> _TEXTE FOURNI_
Il faut laisser la liberté aux élus. La liberté peut s'organiser ensemble, dans la discussion. On pourrait réorienter le rôle des CDCI : les élus qui ont du mal à se mettre d'accord pour constituer un nouvel ensemble pourraient bénéficier de l'expérience des autres, pour établir une nouvelle dynamique et régler des soucis.

Nous avons vu une expérience remarquable dans le Sud-Ouest : deux communautés de communes avaient été fusionnées, mais les élus ne s'entendaient pas. La bonne idée fut d'en ajouter une troisième pour que l'ambiance s'assagisse...

Il faudrait organiser cela au sein de la CDCI, pour un meilleur partage entre élus et pouvoir aider ceux qui rencontrent des difficultés. Nous devons rester sur un principe de grande liberté avec une analyse très locale. Il faudrait faire ce travail pour les cent départements.

M. François Rebsamen, ministre. - Nous devons avoir en face une organisation territoriale de la République déconcentrée telle que le préfet de département soit l'interlocuteur unique des élus, plutôt que celui qui ne sait pas quelles seront les fermetures de classe, ce qui va se passer dans la culture ou la santé... Des préfets de département peuvent apprendre la fermeture d'un hôpital ou d'une clinique sans avoir été prévenus. Si l'on veut améliorer la gestion locale, les collectivités doivent avoir un interlocuteur compétent en tout, et non pas une multitude d'interlocuteurs distribuant des crédits de l'État, parfois même sans le dire.

M. Clément Pernot. - Ce sont des propos d'expérience.

> _OBJECTIF VISÉ_
Recopiez intégralement le texte fourni, sans y apporter la moindre modification. Les entrées n'interviennent nullement dans ce qui est demandé ici.

> _LIGNES DE DONNÉES_
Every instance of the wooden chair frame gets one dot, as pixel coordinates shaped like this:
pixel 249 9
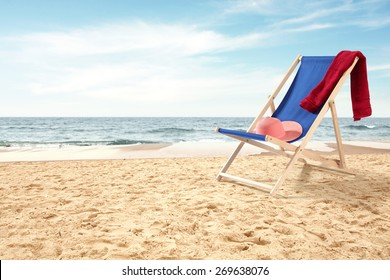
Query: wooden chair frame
pixel 292 151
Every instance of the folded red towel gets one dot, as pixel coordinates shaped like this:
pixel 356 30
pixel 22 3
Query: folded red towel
pixel 360 94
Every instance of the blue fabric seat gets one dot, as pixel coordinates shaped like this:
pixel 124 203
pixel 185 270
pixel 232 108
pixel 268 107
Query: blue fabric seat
pixel 310 73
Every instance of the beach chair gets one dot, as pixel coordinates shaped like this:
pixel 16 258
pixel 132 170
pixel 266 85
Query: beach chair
pixel 311 71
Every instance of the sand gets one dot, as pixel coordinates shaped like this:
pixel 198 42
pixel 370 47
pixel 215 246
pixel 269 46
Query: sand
pixel 173 208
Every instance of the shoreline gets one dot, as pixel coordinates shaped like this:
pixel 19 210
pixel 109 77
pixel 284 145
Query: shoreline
pixel 174 208
pixel 175 150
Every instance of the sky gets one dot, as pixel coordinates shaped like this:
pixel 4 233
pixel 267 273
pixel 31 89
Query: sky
pixel 127 58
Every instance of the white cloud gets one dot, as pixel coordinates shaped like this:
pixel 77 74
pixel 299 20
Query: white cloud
pixel 133 62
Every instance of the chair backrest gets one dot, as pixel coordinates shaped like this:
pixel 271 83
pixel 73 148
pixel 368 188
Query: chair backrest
pixel 311 71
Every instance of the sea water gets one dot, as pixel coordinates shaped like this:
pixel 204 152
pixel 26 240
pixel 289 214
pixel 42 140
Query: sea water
pixel 41 132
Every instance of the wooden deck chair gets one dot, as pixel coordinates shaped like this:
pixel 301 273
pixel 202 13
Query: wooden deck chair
pixel 310 73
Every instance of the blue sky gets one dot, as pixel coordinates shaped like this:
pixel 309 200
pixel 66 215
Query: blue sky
pixel 177 58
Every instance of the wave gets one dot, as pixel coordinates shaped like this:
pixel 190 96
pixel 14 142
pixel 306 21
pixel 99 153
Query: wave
pixel 361 127
pixel 171 130
pixel 86 143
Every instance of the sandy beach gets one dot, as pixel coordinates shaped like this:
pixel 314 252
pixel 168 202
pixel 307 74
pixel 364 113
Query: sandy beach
pixel 163 202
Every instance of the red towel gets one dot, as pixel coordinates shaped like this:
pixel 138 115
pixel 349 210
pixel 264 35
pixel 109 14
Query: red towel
pixel 359 85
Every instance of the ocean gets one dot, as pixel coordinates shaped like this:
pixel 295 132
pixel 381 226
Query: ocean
pixel 54 132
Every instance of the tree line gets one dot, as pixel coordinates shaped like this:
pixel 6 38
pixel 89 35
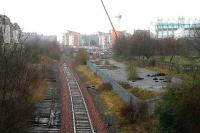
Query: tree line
pixel 142 45
pixel 20 75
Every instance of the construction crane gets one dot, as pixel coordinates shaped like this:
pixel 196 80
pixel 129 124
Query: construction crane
pixel 109 19
pixel 119 17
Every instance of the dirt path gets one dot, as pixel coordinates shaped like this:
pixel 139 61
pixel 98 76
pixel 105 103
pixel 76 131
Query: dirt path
pixel 66 110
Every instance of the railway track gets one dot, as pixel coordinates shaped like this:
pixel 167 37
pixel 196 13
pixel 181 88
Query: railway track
pixel 81 118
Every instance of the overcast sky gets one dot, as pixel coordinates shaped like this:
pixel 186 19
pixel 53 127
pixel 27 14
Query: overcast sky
pixel 88 16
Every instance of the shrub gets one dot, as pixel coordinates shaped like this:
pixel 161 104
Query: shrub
pixel 106 87
pixel 81 56
pixel 134 112
pixel 180 110
pixel 132 71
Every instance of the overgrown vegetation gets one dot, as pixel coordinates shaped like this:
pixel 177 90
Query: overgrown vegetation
pixel 179 112
pixel 142 45
pixel 140 93
pixel 22 73
pixel 132 72
pixel 81 56
pixel 114 107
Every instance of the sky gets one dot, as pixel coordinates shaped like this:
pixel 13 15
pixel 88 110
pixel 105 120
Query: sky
pixel 88 16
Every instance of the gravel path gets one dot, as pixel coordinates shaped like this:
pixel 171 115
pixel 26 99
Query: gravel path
pixel 66 113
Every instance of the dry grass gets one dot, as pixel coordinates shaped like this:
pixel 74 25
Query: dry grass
pixel 140 93
pixel 144 94
pixel 112 103
pixel 93 79
pixel 141 127
pixel 39 92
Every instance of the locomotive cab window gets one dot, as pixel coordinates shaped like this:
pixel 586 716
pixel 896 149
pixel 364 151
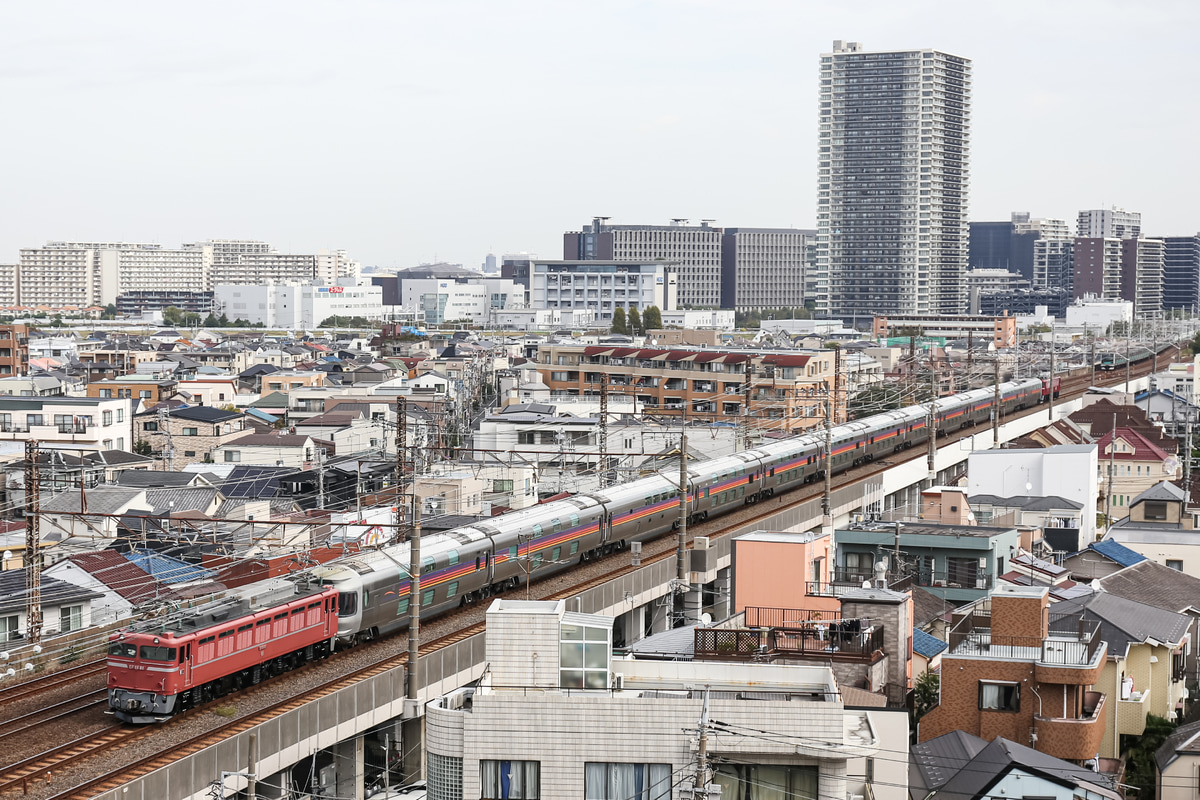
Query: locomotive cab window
pixel 157 653
pixel 123 650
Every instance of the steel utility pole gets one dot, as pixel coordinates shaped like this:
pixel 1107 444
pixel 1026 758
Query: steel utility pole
pixel 604 432
pixel 682 537
pixel 414 601
pixel 1050 388
pixel 33 545
pixel 995 407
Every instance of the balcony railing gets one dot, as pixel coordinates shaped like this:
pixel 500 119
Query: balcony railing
pixel 816 639
pixel 1073 641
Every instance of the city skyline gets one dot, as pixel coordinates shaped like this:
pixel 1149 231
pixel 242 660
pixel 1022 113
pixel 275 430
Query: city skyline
pixel 393 131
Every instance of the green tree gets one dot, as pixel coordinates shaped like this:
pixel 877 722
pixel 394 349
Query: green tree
pixel 1140 767
pixel 925 695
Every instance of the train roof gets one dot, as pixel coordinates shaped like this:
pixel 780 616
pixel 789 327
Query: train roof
pixel 259 597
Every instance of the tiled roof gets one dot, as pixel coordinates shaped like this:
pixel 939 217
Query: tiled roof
pixel 1151 583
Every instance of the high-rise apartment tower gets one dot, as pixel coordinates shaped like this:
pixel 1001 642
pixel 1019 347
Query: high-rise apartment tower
pixel 892 181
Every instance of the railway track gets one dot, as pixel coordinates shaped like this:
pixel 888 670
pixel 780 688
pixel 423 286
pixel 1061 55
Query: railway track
pixel 118 735
pixel 53 680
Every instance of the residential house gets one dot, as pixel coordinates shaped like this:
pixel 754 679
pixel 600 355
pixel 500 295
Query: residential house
pixel 959 765
pixel 611 728
pixel 1145 669
pixel 1161 528
pixel 958 563
pixel 1101 559
pixel 1131 464
pixel 1177 762
pixel 67 422
pixel 189 434
pixel 1014 669
pixel 267 450
pixel 65 606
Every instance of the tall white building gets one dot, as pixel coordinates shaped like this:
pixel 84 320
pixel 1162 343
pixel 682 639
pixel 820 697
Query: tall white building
pixel 603 287
pixel 695 248
pixel 1109 223
pixel 893 181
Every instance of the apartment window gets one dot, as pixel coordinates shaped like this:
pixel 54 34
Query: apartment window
pixel 505 780
pixel 1155 509
pixel 995 696
pixel 627 781
pixel 583 656
pixel 70 618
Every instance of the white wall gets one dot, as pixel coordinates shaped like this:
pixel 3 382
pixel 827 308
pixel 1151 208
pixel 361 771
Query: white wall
pixel 1068 471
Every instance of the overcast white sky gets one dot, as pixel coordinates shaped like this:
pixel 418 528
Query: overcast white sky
pixel 407 132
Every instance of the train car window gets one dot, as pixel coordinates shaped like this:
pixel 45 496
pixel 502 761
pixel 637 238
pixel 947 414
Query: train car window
pixel 123 650
pixel 157 653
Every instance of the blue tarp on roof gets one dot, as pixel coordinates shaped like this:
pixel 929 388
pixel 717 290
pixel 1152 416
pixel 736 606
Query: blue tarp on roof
pixel 1116 552
pixel 927 645
pixel 166 569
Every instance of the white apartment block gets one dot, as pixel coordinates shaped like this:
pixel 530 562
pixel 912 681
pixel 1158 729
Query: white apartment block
pixel 696 250
pixel 61 275
pixel 1109 223
pixel 557 715
pixel 295 306
pixel 447 300
pixel 9 287
pixel 601 286
pixel 893 181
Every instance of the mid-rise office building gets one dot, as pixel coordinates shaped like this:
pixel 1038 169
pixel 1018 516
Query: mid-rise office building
pixel 765 268
pixel 603 286
pixel 1109 223
pixel 695 248
pixel 1181 272
pixel 1054 264
pixel 893 176
pixel 1141 275
pixel 1096 268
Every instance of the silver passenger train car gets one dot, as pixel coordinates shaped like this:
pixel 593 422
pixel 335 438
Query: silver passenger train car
pixel 469 564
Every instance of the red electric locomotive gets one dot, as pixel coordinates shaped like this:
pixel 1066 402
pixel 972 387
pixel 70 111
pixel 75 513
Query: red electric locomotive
pixel 166 667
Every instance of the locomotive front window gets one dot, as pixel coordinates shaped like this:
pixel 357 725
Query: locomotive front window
pixel 157 653
pixel 123 650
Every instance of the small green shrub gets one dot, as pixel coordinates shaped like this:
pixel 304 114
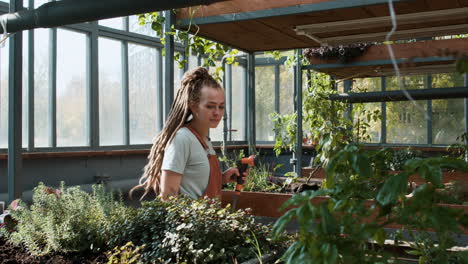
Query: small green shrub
pixel 258 179
pixel 339 229
pixel 66 220
pixel 195 231
pixel 127 254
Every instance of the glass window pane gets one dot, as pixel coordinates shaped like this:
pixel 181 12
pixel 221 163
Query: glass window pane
pixel 371 133
pixel 411 82
pixel 406 123
pixel 447 120
pixel 142 89
pixel 135 27
pixel 447 80
pixel 38 3
pixel 362 85
pixel 117 23
pixel 111 125
pixel 4 93
pixel 287 90
pixel 72 125
pixel 41 88
pixel 238 103
pixel 4 96
pixel 264 102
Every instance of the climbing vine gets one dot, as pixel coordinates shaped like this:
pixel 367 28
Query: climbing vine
pixel 211 51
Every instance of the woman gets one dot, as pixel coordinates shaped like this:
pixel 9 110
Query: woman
pixel 182 159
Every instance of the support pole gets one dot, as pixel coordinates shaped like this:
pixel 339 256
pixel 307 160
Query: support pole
pixel 466 114
pixel 93 87
pixel 169 63
pixel 298 89
pixel 15 105
pixel 251 103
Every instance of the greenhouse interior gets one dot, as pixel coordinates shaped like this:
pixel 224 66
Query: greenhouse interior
pixel 336 131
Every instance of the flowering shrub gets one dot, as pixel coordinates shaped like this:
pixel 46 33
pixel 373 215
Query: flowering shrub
pixel 66 220
pixel 180 230
pixel 195 231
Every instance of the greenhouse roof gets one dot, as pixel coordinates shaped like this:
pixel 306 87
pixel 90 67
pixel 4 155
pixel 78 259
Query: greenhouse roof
pixel 288 24
pixel 431 56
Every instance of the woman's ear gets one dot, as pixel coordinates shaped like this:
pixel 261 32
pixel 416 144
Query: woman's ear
pixel 193 109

> _EN RÉPONSE_
Il faut laisser la liberté aux élus. La liberté peut s'organiser ensemble, dans la discussion. On pourrait réorienter le rôle des CDCI : les élus qui ont du mal à se mettre d'accord pour constituer un nouvel ensemble pourraient bénéficier de l'expérience des autres, pour établir une nouvelle dynamique et régler des soucis.

Nous avons vu une expérience remarquable dans le Sud-Ouest : deux communautés de communes avaient été fusionnées, mais les élus ne s'entendaient pas. La bonne idée fut d'en ajouter une troisième pour que l'ambiance s'assagisse...

Il faudrait organiser cela au sein de la CDCI, pour un meilleur partage entre élus et pouvoir aider ceux qui rencontrent des difficultés. Nous devons rester sur un principe de grande liberté avec une analyse très locale. Il faudrait faire ce travail pour les cent départements.

M. François Rebsamen, ministre. - Nous devons avoir en face une organisation territoriale de la République déconcentrée telle que le préfet de département soit l'interlocuteur unique des élus, plutôt que celui qui ne sait pas quelles seront les fermetures de classe, ce qui va se passer dans la culture ou la santé... Des préfets de département peuvent apprendre la fermeture d'un hôpital ou d'une clinique sans avoir été prévenus. Si l'on veut améliorer la gestion locale, les collectivités doivent avoir un interlocuteur compétent en tout, et non pas une multitude d'interlocuteurs distribuant des crédits de l'État, parfois même sans le dire.

M. Clément Pernot. - Ce sont des propos d'expérience.